Instructions to follow
What is needed is a word-for-word transcription of every record below.

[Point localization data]
____________

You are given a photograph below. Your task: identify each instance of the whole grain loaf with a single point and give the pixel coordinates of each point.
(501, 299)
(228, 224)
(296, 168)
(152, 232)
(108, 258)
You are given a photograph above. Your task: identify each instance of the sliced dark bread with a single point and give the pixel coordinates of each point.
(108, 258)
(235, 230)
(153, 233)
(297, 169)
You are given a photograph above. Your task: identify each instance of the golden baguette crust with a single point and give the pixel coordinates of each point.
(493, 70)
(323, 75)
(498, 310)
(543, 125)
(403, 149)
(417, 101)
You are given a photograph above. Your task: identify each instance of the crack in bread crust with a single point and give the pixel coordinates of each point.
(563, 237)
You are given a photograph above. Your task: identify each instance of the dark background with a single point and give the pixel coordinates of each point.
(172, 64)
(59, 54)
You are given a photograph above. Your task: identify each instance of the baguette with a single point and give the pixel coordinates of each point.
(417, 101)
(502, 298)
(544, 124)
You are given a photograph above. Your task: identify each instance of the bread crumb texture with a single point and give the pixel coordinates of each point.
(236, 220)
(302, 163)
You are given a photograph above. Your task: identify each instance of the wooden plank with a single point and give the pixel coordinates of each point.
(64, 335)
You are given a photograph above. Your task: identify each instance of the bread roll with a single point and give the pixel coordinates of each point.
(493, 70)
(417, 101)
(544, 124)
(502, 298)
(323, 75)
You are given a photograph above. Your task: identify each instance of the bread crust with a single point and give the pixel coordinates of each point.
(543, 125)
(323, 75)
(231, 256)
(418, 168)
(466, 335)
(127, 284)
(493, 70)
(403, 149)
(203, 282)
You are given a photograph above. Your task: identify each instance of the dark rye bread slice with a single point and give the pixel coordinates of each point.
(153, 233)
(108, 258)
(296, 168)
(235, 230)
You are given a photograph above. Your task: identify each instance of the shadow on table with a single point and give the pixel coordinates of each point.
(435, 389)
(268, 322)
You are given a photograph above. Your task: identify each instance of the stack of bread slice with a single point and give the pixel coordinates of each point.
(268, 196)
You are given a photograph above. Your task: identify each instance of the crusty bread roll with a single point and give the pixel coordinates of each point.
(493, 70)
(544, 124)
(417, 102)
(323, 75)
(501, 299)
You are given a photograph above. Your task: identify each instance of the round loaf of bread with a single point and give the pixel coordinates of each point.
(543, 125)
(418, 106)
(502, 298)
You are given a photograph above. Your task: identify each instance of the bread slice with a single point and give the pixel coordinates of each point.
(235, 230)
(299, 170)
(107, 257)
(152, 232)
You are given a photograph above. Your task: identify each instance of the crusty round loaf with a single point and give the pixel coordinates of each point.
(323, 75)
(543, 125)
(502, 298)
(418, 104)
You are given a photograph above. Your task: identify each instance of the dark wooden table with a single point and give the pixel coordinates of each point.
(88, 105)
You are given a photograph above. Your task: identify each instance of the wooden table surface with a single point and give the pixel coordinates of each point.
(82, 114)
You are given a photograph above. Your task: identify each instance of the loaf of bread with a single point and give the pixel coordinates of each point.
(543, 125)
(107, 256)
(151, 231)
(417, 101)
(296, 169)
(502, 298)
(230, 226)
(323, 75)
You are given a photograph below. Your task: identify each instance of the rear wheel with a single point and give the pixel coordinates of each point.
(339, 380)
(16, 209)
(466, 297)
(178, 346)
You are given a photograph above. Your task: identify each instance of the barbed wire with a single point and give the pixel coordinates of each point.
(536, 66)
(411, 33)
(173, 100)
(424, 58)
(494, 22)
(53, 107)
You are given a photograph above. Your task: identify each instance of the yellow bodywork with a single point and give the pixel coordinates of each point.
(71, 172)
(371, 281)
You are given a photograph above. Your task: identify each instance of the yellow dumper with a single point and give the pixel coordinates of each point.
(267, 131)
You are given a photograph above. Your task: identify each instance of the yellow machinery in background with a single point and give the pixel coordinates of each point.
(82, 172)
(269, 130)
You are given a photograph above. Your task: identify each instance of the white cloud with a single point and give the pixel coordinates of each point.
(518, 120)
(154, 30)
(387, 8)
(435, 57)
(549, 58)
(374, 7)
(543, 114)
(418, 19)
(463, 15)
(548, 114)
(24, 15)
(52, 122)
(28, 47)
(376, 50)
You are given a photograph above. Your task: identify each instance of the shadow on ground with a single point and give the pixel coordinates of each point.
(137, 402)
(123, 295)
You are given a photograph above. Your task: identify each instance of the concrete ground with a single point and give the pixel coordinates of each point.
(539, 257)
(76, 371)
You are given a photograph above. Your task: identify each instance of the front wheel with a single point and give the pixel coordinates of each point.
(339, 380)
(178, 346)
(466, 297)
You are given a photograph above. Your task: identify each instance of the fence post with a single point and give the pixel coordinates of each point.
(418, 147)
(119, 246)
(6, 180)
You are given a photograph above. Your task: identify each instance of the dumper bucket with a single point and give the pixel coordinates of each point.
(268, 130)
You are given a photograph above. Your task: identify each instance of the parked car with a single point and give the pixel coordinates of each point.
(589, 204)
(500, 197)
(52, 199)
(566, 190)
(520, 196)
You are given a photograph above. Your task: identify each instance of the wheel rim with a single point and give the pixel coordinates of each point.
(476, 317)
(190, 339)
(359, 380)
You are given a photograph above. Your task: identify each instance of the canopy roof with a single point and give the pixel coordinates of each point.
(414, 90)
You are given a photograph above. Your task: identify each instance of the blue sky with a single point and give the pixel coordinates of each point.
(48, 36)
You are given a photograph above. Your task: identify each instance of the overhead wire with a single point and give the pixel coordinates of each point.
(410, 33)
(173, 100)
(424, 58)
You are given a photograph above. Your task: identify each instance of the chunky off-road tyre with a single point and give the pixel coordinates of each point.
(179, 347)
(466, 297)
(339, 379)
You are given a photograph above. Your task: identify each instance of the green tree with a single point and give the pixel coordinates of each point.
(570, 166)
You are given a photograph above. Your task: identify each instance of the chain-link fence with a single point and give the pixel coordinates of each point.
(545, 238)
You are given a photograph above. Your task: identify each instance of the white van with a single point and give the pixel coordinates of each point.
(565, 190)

____________

Response below
You are given a photograph below. Your task: identify each instance of the whole grain loaf with a single point and give the pixel coordinates of each point.
(501, 299)
(228, 224)
(296, 168)
(152, 232)
(108, 258)
You are given a photograph above. Your task: identify each instance of the sliced dark bread with a single point and give the pixel coordinates of each point.
(108, 258)
(235, 230)
(153, 233)
(297, 169)
You are given a photograph above. Your task: identify each instance of the golden baguette crust with a single point and give the pixel coordinates of each point.
(493, 70)
(323, 75)
(498, 310)
(543, 125)
(403, 149)
(417, 101)
You are given a photograph above. Your task: identify each instance of the crack in bread crust with a single point and give the pixel coordinates of each point.
(563, 237)
You are given a photograph above. Your task: identify each instance of the dark background with a single point and give the pixel coordinates of each point.
(172, 64)
(59, 54)
You are given a photograph above. Your task: identify each instance of the baguette with a single point and give the pixel coordinates of each point.
(417, 101)
(502, 298)
(544, 124)
You are given a photograph above. Your task: identify each instance of the bread crumb texture with a single point and give the pixel coordinates of each point.
(236, 220)
(302, 163)
You are given a photograph above. Your task: identify each instance of the wooden plank with a single point and give the pixel coordinates of each point.
(64, 335)
You are given a photograph above. Your task: identify each instance of the bread roll with a single point and give the pixel coordinates of each point.
(493, 70)
(417, 101)
(544, 124)
(502, 298)
(323, 75)
You are given a photograph above. Your task: identify each instance of the bread crust with a single point and give the pixel coordinates of each point.
(543, 125)
(323, 75)
(231, 256)
(418, 168)
(466, 335)
(127, 284)
(493, 70)
(403, 149)
(203, 282)
You are given a photograph above. Your task: identify each instance of the dark rye bread slice with a single point and give the pixel coordinates of each point.
(153, 233)
(108, 258)
(296, 168)
(235, 230)
You are given a photograph above. Your task: identify each instance of the shadow on table with a single point and give the pixel coordinates of each point.
(435, 389)
(268, 322)
You are given a photograph above. Your task: identify each instance of the stack of bread slice with a single point and give the pixel coordinates of each point.
(268, 196)
You are given a photograph above. Your task: identify each instance of the crusty bread roll with a single point and give the pixel coordinates of each point.
(493, 70)
(544, 124)
(417, 102)
(323, 75)
(501, 299)
You are given a photograph above. Your task: identify each instance of the round loaf of bread with a single point and give the pixel coordinates of each point.
(543, 125)
(418, 106)
(502, 298)
You are given a photograph above. Your task: identify each instance of the bread slice with a single point and give the pixel coordinates of each point.
(235, 230)
(299, 170)
(107, 257)
(152, 232)
You are given a photograph above. Your task: identify each instance of the crusty round loaf with a single point and give the pixel coordinates of each point.
(323, 75)
(543, 125)
(502, 298)
(418, 104)
You are given a photograph above. Your task: identify each instance of the dark wooden table with a single point and give the pixel coordinates of each point.
(88, 105)
You are given a photograph above. Your task: identify each instance of the wooden table surface with a single point and give the pixel coordinates of each point.
(82, 114)
You are given a photograph above. Your task: identify each instance of the loaf of bread with a single point and give the pixel coordinates of each point.
(543, 125)
(107, 256)
(151, 231)
(417, 101)
(296, 169)
(502, 298)
(230, 226)
(323, 75)
You are given a photograph below. Your task: identify each instance of the rear wheel with a single point and give the pixel coordinates of each point.
(339, 380)
(16, 209)
(466, 297)
(178, 346)
You are given a photograph above. Your task: identify each instance of the barbed wire with a single point and give the pixel coordinates of each point.
(536, 66)
(411, 33)
(173, 100)
(424, 58)
(494, 22)
(53, 107)
You are given a photograph above. Your task: identify each instance of the yellow bodywork with a single point and give the pixel coordinates of each point.
(71, 172)
(371, 281)
You are given a photograph above. Your task: identify each instance of the yellow dumper with a single point and give the pixel coordinates of each point.
(267, 131)
You are given a photograph above. Your task: identify each instance of the yellow machinery in background with a single point and give the pixel coordinates of each point.
(82, 172)
(269, 130)
You are given a photograph above. Your task: identify each instance of the white cloud with a single point and give the pixel coordinates of each point.
(518, 120)
(154, 30)
(387, 8)
(435, 57)
(549, 58)
(374, 7)
(543, 114)
(418, 19)
(463, 15)
(548, 114)
(24, 15)
(52, 122)
(28, 47)
(376, 50)
You are given a photograph above. Your task: identify each instance of the shadow on ground with a single point and give the pixel coordinates of each point.
(137, 402)
(123, 295)
You are given a photograph above. Your task: identify each instance of the concrete ground with a single point and give the pixel coordinates of each point.
(539, 257)
(76, 371)
You are given a photograph above. Your task: identify each instance of the front wheel with a single point and give the pixel coordinates of each point.
(339, 380)
(178, 346)
(466, 297)
You are given a photograph above. Your task: identify each instance of the fence post with a single point and give the pixel coordinates of each point.
(418, 147)
(119, 246)
(6, 180)
You are given a photograph above. Your task: identify each instance of the dumper bucket with a single point and give the pixel coordinates of each point.
(268, 130)
You are given a photograph above. Your task: identify each instance of the parked car with a single point and give the pixel coordinates of each point.
(589, 204)
(500, 197)
(52, 199)
(566, 190)
(520, 196)
You are given a photograph above. Your task: identify each instance of the wheel rim with a single point and give the pixel coordinates of each point.
(476, 317)
(190, 339)
(359, 380)
You are given a photograph above. Your task: identify each instance of the canopy roof with a single point and give the pixel coordinates of each point.
(414, 90)
You are given a photograph above. Your task: identify each instance of the blue sky with a single point and give the pixel coordinates of each point.
(48, 36)
You are given a photograph above. Your task: identify each instance of the overhead wire with a single point and give the pixel coordinates of each point.
(410, 33)
(173, 100)
(424, 58)
You are given a photograph above. Your task: identify each instance of the chunky off-road tyre with a single point and give the pixel coordinates of each point.
(179, 347)
(466, 297)
(339, 379)
You are given a photograph above. Your task: identify each instance of the green tree with a single point and give the pixel coordinates of each point.
(570, 166)
You are given a photograph above. Your task: identify each instance of the chain-link fence with a single point and give the pixel coordinates of each point.
(545, 238)
You are given a photograph above. Your task: identify each instance of the white van with a single point and give the pixel coordinates of each point.
(565, 190)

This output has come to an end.